# Start of Text excerpt

# Opinions On Dao Vua Gyutos



## CulinaryCellist (Oct 1, 2019)

Hello, I'm looking to get just one more knife on the cheaper spectrum just to round out the start of my collection before I leave for bootcamp in December.. I've realized that I've bought all kinds of J knives except for a Gyuto, but as I am leaving fairly soon I don't want to shell out too much cash


----------



## Brian Weekley (Oct 1, 2019)

I have one and enjoy using it very much. It’s a little rough but has a very nice handle and takes an incredible edge. I certainly wasn’t disappointed and don’t think you will either.


----------



## Marek07 (Oct 2, 2019)

I have a couple - some bought direct from them (with sayas) and some bought from a KKF member.

Brian Weekley said they're a bit rough... that's putting it very mildly. They're seriously rough - they take the word rustic to a whole new level. We often hear about the poor F&F on Teruyasu Fujiwara knives. Compared to Dao Vua knives, TFs are gems!

Usually, they'll need a fair bit of work including grinding and hammering. The steel used is mostly reclaimed car and truck leaf spring steel - commonly 5160. Eventually they will take a decent edge. They are project knives to be sure but projects can be fun.  Handles are rather thin. Great carbon knives for practicing your knife tweaking skills and great value for money but not certainly not heirloom pieces.


----------



## CulinaryCellist (Oct 2, 2019)

Marek07 said:


> I have a couple - some bought direct from them (with sayas) and some bought from a KKF member.
> 
> Brian Weekley said they're a bit rough... that's putting it very mildly. They're seriously rough - they take the word rustic to a whole new level. We often hear about the poor F&F on Teruyasu Fujiwara knives. Compared to Dao Vua knives, TFs are gems!
> 
> Usually, they'll need a fair bit of work including grinding and hammering. The steel used is mostly reclaimed car and truck leaf spring steel - commonly 5160. Eventually they will take a decent edge. They are project knives to be sure but projects can be fun.  Handles are rather thin. Great carbon knives for practicing your knife tweaking skills and great value for money but not certainly not heirloom pieces.

# End of Text excerpt
# Start of Listed records

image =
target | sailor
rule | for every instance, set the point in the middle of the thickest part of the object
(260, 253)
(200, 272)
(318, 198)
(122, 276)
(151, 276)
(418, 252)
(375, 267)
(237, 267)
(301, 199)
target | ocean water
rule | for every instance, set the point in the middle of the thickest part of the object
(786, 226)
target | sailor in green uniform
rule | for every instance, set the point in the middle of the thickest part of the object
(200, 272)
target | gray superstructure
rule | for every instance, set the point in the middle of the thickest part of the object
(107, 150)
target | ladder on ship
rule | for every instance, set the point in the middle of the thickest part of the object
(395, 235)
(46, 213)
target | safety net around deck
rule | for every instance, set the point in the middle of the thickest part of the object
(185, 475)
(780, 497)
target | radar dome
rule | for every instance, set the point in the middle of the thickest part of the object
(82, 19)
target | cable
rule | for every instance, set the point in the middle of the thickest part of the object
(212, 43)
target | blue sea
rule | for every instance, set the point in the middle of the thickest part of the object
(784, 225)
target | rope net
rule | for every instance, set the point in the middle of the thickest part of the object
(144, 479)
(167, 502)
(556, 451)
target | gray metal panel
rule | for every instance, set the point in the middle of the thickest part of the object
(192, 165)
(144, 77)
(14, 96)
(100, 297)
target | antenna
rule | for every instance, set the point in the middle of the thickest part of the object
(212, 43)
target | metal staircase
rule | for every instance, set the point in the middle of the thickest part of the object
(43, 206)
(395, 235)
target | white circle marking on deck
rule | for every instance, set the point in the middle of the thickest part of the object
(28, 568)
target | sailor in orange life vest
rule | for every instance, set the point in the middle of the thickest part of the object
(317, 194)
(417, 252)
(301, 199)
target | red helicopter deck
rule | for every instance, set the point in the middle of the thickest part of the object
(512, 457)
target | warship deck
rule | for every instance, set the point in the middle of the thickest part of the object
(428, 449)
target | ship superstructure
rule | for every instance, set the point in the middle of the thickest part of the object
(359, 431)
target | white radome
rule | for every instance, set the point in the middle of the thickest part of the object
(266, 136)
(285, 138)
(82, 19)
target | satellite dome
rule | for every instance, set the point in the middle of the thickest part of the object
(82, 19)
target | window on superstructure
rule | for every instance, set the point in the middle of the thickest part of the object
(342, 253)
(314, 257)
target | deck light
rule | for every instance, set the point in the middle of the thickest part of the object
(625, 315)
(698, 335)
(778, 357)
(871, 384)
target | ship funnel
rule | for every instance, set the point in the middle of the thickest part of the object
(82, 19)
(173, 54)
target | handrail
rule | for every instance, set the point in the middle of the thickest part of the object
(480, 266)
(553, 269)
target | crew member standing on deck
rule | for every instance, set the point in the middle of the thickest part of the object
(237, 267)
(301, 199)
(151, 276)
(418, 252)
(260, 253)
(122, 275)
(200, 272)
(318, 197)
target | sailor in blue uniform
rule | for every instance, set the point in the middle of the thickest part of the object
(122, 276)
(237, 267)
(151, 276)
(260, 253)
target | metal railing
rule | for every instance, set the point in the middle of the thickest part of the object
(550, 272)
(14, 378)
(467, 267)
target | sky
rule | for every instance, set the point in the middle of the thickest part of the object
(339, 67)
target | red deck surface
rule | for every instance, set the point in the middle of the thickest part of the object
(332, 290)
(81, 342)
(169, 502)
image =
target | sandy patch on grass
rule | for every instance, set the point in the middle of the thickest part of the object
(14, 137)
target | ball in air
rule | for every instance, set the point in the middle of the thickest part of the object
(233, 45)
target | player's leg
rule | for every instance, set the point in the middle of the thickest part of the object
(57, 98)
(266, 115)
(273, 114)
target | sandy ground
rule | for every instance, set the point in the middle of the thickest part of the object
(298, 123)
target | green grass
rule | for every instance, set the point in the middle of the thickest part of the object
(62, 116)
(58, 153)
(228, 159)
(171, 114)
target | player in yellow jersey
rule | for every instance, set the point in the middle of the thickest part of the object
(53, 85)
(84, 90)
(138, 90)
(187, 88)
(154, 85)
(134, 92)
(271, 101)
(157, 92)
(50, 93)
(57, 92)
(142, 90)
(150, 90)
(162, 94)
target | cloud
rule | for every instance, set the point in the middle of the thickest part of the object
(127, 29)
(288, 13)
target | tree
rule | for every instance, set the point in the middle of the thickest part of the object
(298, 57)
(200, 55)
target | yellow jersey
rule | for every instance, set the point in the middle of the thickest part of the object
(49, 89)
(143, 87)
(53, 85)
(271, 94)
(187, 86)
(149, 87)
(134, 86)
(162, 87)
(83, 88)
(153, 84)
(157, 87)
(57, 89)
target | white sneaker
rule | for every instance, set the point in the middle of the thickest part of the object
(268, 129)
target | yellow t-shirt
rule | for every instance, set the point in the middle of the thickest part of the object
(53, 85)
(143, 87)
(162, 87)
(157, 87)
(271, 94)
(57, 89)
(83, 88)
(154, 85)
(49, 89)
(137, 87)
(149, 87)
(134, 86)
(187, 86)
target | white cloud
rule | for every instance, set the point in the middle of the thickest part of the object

# End of Listed records

To-do list -
1/ In the Dao Vua thread, what is the steel in these knives mostly made from?
2/ Edit the Dao Vua thread by writing out the stretch from "Hello, I'm looking" through "you will either." with "incredible" changed to "remarkable".

Results in order -
1/ Reclaimed car and truck leaf spring steel, commonly 5160.

2/
Hello, I'm looking to get just one more knife on the cheaper spectrum just to round out the start of my collection before I leave for bootcamp in December.. I've realized that I've bought all kinds of J knives except for a Gyuto, but as I am leaving fairly soon I don't want to shell out too much cash


----------



## Brian Weekley (Oct 1, 2019)

I have one and enjoy using it very much. It’s a little rough but has a very nice handle and takes an remarkable edge. I certainly wasn’t disappointed and don’t think you will either.